51 (also known as After Dark Originals: Area 51 or Area 51)  is a 2011 American horror film directed by Jason Connery and starring Bruce Boxleitner and John Shea. It is part of the After Dark Originals lineup. The film premiered on the SyFy Channel on February 26, 2011.

Plot
Political and public pressure coerces the government into allowing two well-known reporters and their assistants limited access to the ultra-secretive Area 51. The group consists of 20-year news veteran Sam Whitaker (John Shea); his camera-woman Mindy (Lena Clark); Claire Fallon (Vanessa Branch), an ambitious writer, journalist, and head of an acclaimed news blog called The Fact Zone; and her cameraman Kevin (Damon Lipari). The four tour the base and things go well for a while, but when one of the base's "occupants" attempts to liberate both himself and those of his fellow species, Area 51 changes from being a secured government facility to a place of horror.

◆ ◆ ◆ ◆ ◆ ◆ ◆

PARTS OF THE EXERCISE:
(1) Copy the passage on the film 51 word for word, everything from "51 (also known" down to "February 26, 2011.".
(2) Pick up the passage on the film 51 right after its final sentence and carry it forward.

Dataset excerpts on object pointing:
◆ ◆ ◆ ◆ ◆ ◆ ◆

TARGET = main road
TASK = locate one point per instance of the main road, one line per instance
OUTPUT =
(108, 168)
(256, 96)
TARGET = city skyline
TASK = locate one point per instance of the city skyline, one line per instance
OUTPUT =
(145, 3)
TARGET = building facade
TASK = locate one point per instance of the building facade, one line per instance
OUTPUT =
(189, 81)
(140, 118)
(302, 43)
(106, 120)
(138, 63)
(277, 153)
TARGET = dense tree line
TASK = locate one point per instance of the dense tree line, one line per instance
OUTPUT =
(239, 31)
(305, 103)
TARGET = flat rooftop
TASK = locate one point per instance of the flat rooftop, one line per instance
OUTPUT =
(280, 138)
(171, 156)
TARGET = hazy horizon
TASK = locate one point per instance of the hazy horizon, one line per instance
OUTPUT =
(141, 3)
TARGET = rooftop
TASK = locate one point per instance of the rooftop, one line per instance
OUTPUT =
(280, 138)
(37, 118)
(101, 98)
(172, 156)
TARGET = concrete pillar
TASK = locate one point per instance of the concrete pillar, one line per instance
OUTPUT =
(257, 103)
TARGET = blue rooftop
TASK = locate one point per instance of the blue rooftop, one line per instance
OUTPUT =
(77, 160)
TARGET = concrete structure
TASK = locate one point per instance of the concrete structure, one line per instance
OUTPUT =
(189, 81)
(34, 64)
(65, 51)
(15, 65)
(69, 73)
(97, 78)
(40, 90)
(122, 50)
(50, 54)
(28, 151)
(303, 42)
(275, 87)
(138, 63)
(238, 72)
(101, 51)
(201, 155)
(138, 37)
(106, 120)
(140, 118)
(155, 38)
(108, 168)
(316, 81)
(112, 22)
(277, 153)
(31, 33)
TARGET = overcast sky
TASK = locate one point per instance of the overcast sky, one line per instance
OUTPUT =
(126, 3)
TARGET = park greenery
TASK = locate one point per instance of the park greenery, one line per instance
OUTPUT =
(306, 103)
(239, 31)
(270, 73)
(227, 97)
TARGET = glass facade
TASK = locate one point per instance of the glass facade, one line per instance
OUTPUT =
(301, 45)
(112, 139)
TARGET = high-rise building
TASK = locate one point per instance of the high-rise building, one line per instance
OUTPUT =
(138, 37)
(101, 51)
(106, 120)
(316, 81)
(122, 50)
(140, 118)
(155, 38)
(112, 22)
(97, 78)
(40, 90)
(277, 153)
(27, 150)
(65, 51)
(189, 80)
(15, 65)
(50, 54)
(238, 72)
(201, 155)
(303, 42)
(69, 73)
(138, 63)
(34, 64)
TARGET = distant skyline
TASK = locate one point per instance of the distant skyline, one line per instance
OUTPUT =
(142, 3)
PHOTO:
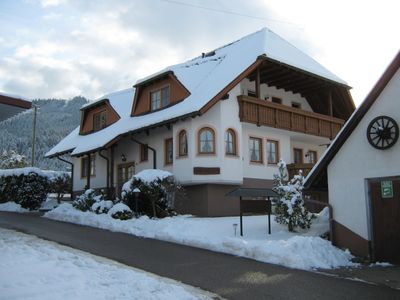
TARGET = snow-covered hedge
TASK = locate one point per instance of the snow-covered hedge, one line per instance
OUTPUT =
(157, 188)
(121, 211)
(27, 186)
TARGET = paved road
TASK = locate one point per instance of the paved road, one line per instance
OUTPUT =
(229, 276)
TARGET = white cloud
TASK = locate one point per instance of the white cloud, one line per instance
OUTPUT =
(52, 16)
(100, 46)
(47, 3)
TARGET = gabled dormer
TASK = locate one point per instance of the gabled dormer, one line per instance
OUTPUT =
(96, 116)
(157, 93)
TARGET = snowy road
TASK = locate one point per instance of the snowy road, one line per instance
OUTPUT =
(32, 268)
(226, 275)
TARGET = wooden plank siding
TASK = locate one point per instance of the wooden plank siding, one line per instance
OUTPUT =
(265, 113)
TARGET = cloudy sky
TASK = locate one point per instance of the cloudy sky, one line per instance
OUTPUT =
(64, 48)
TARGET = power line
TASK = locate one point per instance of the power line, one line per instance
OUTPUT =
(226, 12)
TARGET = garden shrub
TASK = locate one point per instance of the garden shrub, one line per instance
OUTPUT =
(121, 211)
(289, 206)
(102, 206)
(60, 184)
(157, 193)
(25, 186)
(85, 201)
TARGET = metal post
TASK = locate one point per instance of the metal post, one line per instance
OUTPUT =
(107, 173)
(88, 171)
(241, 217)
(269, 215)
(113, 194)
(34, 135)
(72, 173)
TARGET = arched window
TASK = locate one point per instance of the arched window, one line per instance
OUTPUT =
(206, 141)
(183, 145)
(230, 142)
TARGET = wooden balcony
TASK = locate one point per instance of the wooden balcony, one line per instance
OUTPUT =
(262, 112)
(294, 169)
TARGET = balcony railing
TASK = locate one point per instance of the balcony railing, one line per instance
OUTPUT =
(261, 112)
(294, 169)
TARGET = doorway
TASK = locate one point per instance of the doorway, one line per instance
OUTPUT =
(125, 173)
(385, 213)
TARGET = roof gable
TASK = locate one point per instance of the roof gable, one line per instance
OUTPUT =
(318, 175)
(207, 78)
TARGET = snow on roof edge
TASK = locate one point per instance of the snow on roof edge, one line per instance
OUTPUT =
(15, 96)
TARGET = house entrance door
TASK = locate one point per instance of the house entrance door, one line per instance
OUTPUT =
(125, 173)
(385, 204)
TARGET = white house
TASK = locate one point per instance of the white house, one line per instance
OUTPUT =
(361, 170)
(218, 121)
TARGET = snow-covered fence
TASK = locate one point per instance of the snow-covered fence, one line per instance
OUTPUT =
(28, 186)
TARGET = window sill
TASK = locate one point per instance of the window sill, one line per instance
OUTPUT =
(231, 155)
(256, 163)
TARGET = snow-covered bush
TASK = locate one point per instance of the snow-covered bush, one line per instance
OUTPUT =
(12, 160)
(85, 201)
(157, 193)
(102, 206)
(289, 206)
(120, 211)
(26, 186)
(60, 184)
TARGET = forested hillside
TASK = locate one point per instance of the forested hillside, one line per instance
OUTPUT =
(55, 119)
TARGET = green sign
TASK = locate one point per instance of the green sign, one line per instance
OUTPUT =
(387, 189)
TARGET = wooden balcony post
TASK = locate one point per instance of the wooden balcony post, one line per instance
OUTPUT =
(330, 105)
(258, 82)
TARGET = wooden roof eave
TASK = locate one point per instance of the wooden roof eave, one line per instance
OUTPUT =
(352, 123)
(232, 84)
(59, 153)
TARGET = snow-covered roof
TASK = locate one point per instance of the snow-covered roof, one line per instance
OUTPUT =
(319, 171)
(14, 96)
(118, 101)
(204, 77)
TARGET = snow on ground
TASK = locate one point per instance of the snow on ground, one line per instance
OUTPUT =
(12, 206)
(31, 268)
(304, 250)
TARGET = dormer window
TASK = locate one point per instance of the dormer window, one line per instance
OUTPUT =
(99, 120)
(160, 98)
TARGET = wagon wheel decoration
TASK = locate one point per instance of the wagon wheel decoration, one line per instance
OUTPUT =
(382, 132)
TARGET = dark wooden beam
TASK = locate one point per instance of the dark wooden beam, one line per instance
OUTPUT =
(88, 165)
(257, 82)
(330, 105)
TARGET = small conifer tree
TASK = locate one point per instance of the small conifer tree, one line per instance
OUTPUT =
(290, 209)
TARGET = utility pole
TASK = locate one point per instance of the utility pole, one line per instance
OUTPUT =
(34, 135)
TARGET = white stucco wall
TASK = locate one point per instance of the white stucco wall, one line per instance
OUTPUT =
(358, 160)
(98, 180)
(222, 116)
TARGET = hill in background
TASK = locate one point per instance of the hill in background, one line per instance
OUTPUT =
(56, 118)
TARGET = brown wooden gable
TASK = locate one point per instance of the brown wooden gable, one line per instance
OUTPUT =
(318, 178)
(88, 113)
(141, 103)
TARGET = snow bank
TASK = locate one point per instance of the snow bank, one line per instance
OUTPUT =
(150, 175)
(119, 207)
(12, 206)
(25, 171)
(304, 250)
(31, 268)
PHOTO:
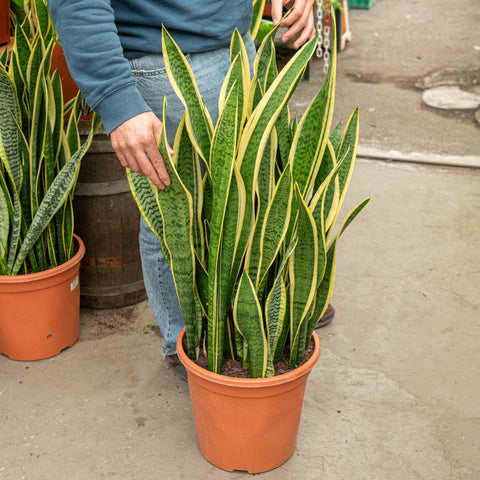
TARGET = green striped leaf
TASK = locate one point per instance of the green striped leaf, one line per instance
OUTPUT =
(325, 289)
(348, 148)
(9, 135)
(265, 189)
(303, 275)
(21, 52)
(221, 162)
(247, 315)
(188, 168)
(143, 192)
(312, 133)
(4, 224)
(276, 309)
(258, 128)
(275, 224)
(176, 207)
(258, 7)
(198, 121)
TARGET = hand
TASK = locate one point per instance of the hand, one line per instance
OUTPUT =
(300, 21)
(135, 143)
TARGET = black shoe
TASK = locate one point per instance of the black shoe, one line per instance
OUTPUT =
(327, 317)
(175, 365)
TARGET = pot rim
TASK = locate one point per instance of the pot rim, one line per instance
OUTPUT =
(298, 372)
(50, 272)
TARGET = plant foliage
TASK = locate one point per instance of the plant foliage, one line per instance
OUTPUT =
(248, 222)
(40, 151)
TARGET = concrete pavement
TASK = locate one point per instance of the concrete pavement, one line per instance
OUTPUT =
(396, 392)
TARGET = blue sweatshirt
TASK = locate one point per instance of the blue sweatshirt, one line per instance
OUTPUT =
(99, 36)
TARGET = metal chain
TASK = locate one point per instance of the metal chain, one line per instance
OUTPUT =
(319, 28)
(323, 31)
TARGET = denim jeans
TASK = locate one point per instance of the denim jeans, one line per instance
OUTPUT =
(152, 81)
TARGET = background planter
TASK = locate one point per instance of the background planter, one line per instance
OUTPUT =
(108, 220)
(246, 424)
(39, 314)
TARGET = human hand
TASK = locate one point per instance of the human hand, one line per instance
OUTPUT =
(135, 143)
(300, 20)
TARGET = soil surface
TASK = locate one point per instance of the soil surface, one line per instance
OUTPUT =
(234, 368)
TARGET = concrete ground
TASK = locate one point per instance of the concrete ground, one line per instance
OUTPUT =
(396, 393)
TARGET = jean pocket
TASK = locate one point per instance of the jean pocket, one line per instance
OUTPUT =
(149, 66)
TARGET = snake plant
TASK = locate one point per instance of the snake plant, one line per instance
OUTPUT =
(40, 152)
(248, 224)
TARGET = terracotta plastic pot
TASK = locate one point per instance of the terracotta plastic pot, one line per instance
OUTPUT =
(39, 312)
(4, 21)
(246, 424)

◆ ◆ ◆ ◆ ◆ ◆ ◆

RESPONSES TO THE EXERCISE:
(1)
51 (also known as After Dark Originals: Area 51 or Area 51)  is a 2011 American horror film directed by Jason Connery and starring Bruce Boxleitner and John Shea. It is part of the After Dark Originals lineup. The film premiered on the SyFy Channel on February 26, 2011.

(2)
Cast
 Vanessa Branch as Claire Felon
 Bruce Boxleitner as Colonel Martin
 Rachel Miner as Sergeant Hannah
 Jason London as Aaron Schumacher
 John Shea as Sam Whitaker
 Andrew Sensenig as Dr. Keane
 Billy Slaughter as Dr. Haven
 Jillian Batherson as Gomez
 Lena Clark as Mindy
 Damon Lipari as Kevin
 VyVy Nguyen as Elisia

Reception
Dread Central gave 51 a mixed review, stating that they would "write this one off as being a bit better than average by Syfy standards but still below par by conventional standards". HorrorNews.net also panned the movie, writing that it was "an interesting concept, with mediocre delivery, and a scare factor of zero. It is lazy film making at its worst, and it is easy to understand why the movie sat in the can so long (six years) prior to being released. It was not worth the wait."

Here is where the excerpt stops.